▶ Your task
Below is some data. Retype exactly the lines starting at the one with "Query: yellow foliage" and ending at the one with "Query: stone step".

Dataset START

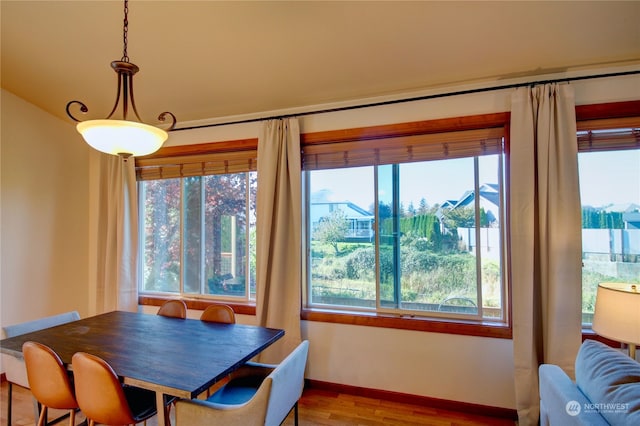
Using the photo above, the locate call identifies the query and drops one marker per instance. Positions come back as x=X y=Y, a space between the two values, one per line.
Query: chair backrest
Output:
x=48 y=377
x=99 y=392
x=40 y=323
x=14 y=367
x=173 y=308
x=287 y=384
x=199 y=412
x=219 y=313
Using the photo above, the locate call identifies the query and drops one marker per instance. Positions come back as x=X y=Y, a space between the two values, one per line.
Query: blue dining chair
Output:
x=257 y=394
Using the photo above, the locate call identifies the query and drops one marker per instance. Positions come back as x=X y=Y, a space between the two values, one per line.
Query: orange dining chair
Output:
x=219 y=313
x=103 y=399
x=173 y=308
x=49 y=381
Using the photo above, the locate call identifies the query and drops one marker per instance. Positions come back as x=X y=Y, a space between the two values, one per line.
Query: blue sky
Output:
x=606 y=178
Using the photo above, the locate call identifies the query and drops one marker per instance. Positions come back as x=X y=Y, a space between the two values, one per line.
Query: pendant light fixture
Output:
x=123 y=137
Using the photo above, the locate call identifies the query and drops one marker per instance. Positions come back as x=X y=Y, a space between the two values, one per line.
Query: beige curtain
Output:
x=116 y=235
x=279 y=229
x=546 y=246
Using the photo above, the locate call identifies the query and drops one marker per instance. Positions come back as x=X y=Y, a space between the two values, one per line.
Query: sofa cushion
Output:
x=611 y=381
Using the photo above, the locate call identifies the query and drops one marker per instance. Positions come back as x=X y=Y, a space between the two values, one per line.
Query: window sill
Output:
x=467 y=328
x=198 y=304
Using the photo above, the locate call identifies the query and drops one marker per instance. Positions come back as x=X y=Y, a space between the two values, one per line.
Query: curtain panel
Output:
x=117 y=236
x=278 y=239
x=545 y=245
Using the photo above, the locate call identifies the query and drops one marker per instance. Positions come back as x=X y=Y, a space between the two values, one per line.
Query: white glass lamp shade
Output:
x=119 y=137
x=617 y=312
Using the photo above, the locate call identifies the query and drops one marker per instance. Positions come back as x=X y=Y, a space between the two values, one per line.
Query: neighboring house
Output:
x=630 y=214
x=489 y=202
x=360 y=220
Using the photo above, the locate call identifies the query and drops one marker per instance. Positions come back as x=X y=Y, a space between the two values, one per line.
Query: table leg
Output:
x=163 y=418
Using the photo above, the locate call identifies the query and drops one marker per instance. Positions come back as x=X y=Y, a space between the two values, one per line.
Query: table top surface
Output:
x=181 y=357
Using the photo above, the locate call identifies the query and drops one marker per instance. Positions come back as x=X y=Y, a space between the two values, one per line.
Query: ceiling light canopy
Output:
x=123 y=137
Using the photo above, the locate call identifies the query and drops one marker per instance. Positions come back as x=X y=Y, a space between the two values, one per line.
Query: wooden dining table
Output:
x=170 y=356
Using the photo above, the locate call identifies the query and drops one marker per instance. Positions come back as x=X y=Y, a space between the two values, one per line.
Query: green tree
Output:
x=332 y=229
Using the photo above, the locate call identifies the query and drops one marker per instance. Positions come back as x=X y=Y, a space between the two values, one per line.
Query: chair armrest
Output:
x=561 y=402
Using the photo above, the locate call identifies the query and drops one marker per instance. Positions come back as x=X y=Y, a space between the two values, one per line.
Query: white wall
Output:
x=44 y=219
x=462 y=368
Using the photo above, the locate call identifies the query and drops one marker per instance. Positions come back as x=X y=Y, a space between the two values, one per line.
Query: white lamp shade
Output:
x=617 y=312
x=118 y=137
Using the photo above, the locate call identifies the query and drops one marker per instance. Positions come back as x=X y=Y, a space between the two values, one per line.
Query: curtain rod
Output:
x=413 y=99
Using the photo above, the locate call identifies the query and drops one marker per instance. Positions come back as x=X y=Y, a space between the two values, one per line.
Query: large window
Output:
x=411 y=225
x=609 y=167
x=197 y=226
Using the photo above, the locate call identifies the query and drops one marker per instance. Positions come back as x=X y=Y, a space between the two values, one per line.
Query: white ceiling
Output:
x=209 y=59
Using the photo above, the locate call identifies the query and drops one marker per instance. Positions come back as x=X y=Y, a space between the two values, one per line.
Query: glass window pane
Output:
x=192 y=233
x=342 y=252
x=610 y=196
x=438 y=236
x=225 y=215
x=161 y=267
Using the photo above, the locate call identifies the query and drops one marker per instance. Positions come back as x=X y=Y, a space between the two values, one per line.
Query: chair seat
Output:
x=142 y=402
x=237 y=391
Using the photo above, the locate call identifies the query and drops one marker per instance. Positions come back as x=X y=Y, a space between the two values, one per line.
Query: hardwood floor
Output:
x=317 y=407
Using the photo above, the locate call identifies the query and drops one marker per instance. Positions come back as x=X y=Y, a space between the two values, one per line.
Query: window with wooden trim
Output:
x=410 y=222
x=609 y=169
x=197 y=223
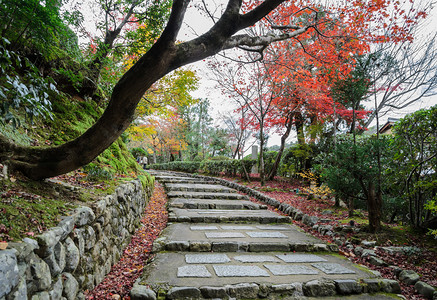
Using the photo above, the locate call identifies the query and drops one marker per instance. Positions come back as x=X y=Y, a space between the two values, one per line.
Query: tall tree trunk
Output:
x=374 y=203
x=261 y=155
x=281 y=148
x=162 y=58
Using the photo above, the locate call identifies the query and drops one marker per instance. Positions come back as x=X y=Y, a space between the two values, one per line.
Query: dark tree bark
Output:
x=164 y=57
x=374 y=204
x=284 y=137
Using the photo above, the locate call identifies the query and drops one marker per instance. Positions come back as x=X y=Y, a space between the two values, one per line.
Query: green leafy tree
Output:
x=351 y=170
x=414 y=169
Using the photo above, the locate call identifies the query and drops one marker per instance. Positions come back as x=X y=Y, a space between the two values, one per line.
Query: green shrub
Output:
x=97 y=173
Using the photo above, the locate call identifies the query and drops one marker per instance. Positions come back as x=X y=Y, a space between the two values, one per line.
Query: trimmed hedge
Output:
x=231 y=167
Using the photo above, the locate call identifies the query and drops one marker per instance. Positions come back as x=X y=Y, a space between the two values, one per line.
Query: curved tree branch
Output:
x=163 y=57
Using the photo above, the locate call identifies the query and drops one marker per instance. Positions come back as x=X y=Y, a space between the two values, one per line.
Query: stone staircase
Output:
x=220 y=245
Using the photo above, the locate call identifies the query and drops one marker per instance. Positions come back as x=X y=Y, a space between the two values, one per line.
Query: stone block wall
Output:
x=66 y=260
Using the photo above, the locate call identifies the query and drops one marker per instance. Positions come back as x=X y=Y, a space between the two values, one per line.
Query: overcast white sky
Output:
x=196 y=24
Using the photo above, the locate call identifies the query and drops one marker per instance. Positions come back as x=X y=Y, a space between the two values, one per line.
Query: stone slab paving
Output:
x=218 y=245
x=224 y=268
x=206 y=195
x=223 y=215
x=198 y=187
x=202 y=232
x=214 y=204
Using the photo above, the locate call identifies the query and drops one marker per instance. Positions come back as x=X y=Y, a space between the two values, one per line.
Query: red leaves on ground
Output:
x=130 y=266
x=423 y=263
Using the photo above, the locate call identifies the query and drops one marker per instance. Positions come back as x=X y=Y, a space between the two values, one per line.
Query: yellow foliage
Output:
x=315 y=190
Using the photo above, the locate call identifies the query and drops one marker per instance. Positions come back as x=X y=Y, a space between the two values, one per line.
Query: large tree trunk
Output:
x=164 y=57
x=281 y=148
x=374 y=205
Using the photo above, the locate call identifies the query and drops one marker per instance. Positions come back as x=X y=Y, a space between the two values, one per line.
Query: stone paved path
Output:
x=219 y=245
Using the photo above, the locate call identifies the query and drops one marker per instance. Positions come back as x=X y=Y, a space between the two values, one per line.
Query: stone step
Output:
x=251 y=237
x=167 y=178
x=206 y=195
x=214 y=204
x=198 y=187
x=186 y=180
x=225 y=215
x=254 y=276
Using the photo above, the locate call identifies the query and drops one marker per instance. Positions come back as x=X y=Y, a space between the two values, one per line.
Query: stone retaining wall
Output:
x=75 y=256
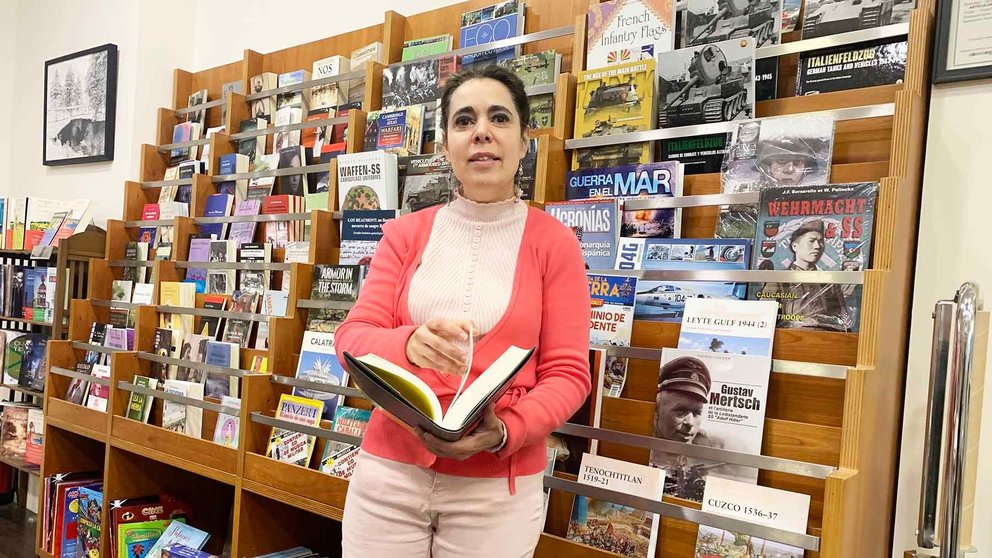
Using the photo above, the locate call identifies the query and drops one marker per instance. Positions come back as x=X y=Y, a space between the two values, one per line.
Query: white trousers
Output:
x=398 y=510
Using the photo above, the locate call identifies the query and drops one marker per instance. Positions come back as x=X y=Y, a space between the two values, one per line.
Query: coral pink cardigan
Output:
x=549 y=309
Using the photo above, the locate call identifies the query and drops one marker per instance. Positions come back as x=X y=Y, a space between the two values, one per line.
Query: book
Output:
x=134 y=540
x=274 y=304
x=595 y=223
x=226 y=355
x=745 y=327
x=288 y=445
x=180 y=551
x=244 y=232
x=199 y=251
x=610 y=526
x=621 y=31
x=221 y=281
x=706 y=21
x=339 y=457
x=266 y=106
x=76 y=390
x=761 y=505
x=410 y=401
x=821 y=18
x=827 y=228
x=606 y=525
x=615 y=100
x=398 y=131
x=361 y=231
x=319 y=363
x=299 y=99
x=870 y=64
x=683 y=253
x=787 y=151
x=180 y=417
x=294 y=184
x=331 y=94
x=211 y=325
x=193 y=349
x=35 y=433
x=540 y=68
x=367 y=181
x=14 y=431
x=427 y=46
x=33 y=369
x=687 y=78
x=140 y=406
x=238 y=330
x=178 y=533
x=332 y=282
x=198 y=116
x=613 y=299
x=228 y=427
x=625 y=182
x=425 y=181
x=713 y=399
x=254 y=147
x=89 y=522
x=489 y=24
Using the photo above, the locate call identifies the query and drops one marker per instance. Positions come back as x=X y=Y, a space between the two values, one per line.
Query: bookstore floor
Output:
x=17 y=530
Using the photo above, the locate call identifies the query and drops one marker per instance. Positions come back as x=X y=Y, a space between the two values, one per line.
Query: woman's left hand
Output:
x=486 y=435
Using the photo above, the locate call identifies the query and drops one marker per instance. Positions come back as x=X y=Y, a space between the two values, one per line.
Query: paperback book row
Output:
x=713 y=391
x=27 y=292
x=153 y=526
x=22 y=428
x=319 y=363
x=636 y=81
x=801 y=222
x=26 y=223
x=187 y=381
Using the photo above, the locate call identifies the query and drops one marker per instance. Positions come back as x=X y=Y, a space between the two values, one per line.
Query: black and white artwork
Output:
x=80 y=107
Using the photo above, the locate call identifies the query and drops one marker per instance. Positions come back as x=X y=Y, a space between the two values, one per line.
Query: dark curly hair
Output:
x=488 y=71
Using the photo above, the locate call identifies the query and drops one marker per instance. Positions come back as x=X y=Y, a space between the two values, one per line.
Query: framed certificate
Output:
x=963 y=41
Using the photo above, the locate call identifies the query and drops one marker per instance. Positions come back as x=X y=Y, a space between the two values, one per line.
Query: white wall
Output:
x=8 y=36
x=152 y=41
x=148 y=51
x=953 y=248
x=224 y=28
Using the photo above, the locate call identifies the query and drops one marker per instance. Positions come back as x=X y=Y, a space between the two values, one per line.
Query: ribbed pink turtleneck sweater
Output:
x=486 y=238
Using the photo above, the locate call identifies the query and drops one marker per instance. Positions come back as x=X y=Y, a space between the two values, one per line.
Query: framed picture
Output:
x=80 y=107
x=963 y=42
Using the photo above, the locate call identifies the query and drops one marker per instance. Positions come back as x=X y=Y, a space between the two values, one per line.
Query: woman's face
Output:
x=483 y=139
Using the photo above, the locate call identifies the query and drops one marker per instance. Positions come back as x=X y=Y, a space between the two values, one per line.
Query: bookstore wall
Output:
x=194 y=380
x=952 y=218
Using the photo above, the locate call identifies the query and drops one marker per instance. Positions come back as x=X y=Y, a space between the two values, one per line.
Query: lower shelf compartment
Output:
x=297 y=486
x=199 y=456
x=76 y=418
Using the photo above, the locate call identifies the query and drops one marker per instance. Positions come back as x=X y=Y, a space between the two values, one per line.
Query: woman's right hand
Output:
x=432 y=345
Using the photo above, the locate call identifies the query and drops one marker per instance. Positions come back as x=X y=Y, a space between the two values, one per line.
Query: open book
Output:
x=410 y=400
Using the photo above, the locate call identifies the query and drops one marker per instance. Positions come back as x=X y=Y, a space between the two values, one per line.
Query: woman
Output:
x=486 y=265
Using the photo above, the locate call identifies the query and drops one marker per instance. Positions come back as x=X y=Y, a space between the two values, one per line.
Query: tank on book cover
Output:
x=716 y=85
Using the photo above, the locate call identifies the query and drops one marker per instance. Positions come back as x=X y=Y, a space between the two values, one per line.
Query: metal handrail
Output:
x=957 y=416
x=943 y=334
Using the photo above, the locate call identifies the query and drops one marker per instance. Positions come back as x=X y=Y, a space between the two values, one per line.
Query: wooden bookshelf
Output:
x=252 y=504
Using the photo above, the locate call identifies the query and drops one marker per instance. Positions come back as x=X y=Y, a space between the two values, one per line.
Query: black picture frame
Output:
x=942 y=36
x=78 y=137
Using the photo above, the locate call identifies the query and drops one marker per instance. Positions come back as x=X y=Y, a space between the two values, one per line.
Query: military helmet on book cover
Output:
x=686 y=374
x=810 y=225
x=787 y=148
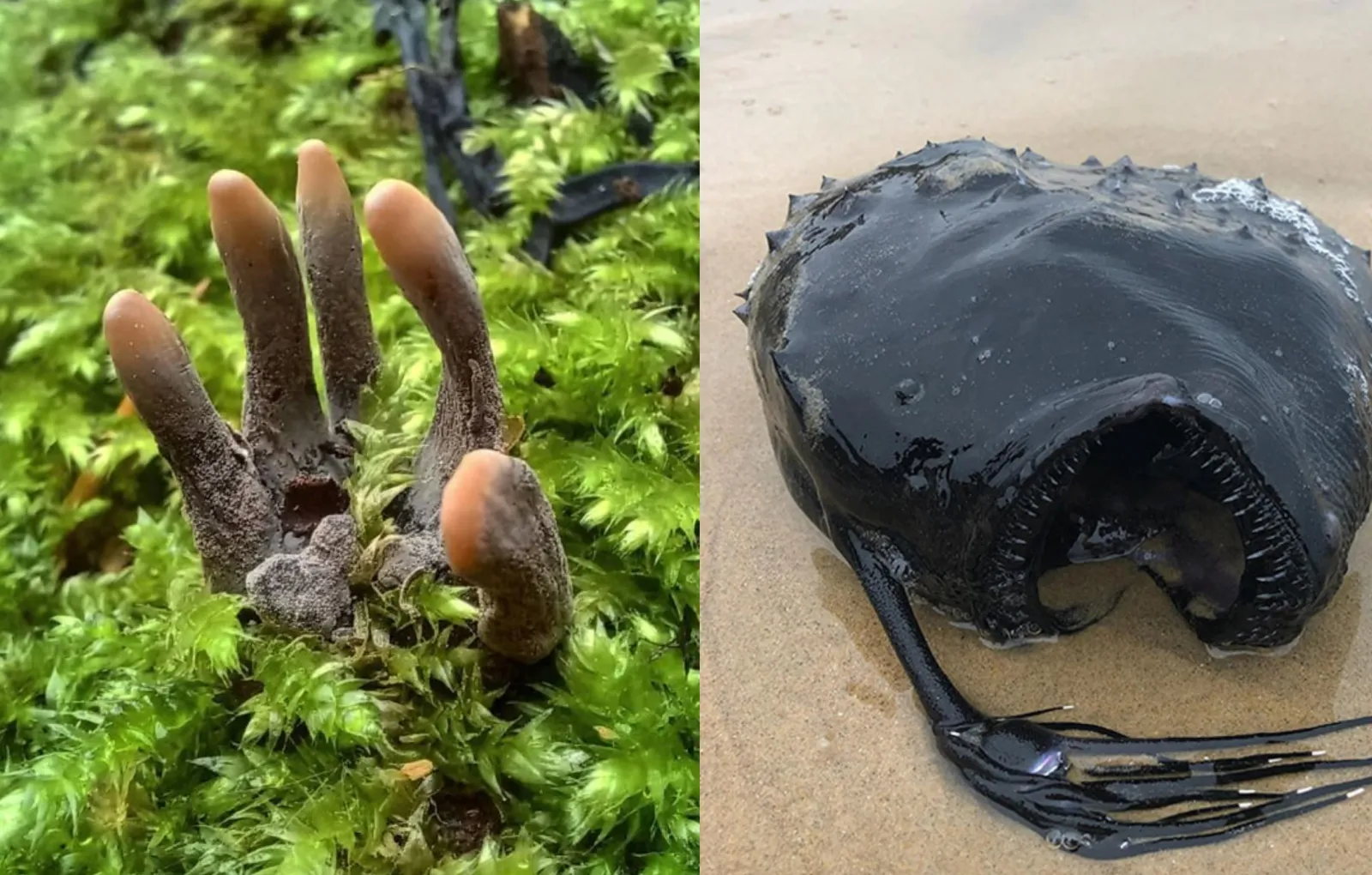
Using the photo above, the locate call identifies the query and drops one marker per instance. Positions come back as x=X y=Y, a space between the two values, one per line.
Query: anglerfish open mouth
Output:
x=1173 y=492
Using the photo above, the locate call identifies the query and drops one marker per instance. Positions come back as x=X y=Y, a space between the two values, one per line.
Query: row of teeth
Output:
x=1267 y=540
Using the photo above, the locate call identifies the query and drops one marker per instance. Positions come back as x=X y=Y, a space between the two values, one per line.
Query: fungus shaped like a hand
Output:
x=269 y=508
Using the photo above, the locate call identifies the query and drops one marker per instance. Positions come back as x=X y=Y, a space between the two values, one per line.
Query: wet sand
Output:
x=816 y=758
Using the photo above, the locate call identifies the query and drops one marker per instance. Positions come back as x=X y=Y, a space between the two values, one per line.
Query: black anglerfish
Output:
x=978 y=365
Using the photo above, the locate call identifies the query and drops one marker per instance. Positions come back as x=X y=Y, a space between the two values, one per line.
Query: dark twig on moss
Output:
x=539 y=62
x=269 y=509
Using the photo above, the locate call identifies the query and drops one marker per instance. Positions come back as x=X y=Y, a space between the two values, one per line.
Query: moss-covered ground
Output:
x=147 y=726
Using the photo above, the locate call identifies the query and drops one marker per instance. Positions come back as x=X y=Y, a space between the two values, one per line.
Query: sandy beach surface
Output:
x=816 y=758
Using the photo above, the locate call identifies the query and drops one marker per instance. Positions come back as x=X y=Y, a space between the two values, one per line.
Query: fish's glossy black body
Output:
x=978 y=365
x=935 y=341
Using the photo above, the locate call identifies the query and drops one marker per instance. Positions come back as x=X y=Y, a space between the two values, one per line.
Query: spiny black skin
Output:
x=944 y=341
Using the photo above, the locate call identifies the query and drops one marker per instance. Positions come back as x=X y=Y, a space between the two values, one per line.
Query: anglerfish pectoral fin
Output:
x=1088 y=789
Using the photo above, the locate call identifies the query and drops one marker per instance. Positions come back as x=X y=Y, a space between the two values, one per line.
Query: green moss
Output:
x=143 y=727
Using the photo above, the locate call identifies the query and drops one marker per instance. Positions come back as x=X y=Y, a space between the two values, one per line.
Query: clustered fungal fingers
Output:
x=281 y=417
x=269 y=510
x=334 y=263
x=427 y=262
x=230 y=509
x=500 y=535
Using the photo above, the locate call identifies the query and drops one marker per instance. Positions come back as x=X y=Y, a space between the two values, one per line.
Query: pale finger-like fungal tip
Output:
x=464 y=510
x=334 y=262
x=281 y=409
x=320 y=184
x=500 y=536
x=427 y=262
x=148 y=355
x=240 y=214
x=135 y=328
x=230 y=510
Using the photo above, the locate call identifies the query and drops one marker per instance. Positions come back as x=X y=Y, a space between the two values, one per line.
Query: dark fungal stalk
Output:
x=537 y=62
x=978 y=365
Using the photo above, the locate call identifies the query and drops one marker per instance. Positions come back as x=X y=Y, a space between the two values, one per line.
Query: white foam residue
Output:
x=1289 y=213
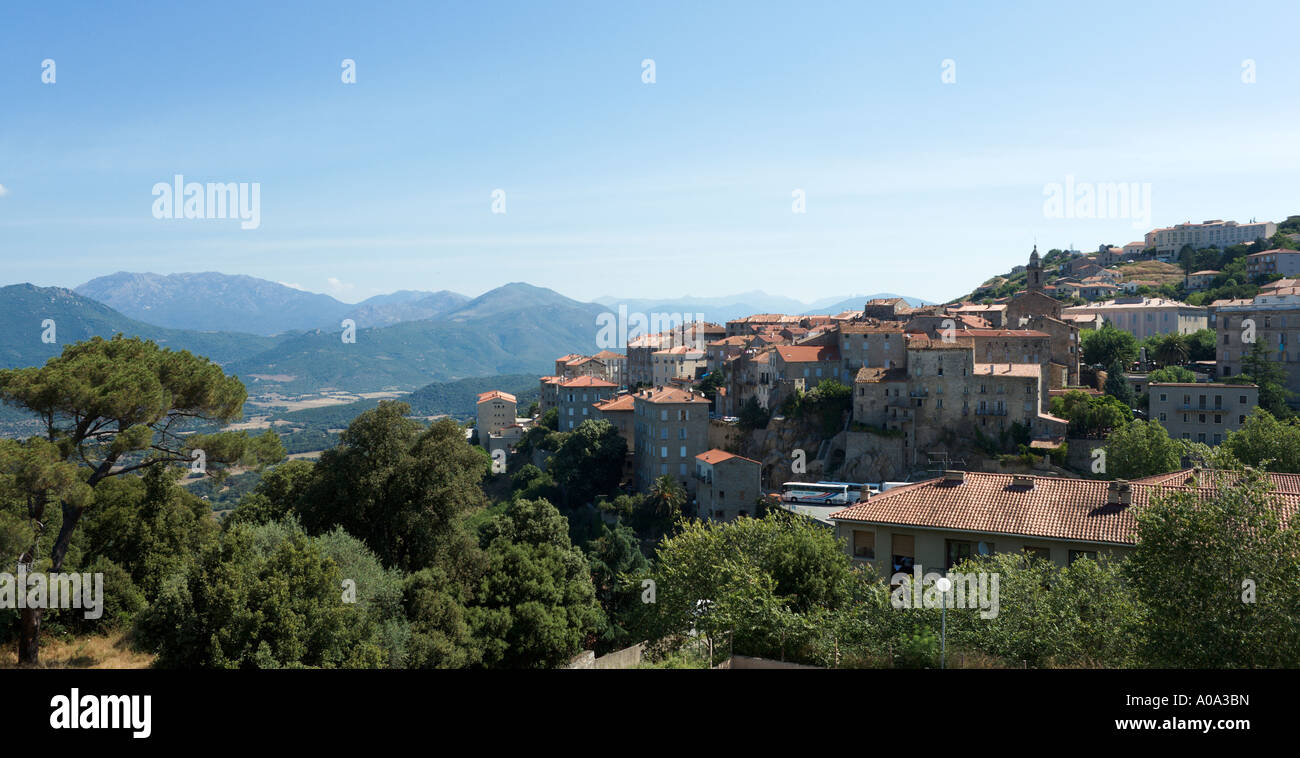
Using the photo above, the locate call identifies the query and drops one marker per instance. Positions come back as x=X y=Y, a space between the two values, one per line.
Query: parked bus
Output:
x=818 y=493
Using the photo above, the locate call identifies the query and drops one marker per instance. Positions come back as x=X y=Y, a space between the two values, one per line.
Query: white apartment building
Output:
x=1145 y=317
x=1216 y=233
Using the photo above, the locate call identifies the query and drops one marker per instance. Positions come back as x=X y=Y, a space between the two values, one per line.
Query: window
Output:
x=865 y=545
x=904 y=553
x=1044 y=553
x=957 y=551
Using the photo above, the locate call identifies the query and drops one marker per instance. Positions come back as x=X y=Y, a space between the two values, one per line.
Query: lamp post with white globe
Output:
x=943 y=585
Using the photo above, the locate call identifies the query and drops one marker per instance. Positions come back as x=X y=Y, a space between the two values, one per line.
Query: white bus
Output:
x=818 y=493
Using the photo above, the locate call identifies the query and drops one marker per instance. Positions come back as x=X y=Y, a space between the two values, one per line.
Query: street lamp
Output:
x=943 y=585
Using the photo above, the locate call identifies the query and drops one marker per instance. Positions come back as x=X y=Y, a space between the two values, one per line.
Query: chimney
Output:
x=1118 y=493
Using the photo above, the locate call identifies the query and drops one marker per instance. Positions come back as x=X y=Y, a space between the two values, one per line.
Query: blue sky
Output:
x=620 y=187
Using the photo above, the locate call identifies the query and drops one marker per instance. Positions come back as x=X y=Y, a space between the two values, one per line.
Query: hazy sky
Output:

Dataset END

▶ Completed task
Query: yellow foliage
Output:
x=315 y=190
Using the photo above, the locate call identifies the query and drops one marker per instance. Positions come back as x=X y=Y, a space between the two values, one per line.
Query: large tree trunk
Output:
x=164 y=57
x=281 y=148
x=374 y=205
Using the photo above, the locate call identifies the query and drops one marker per instance. Positions come back as x=X y=Y, a space between the two values, one per line.
Query: stone paved path
Output:
x=219 y=245
Using the photo above, the locate call identifies the query and drops one marker per instance. Positions come back as x=X y=Y, a space between the two values, one per line.
Query: stone step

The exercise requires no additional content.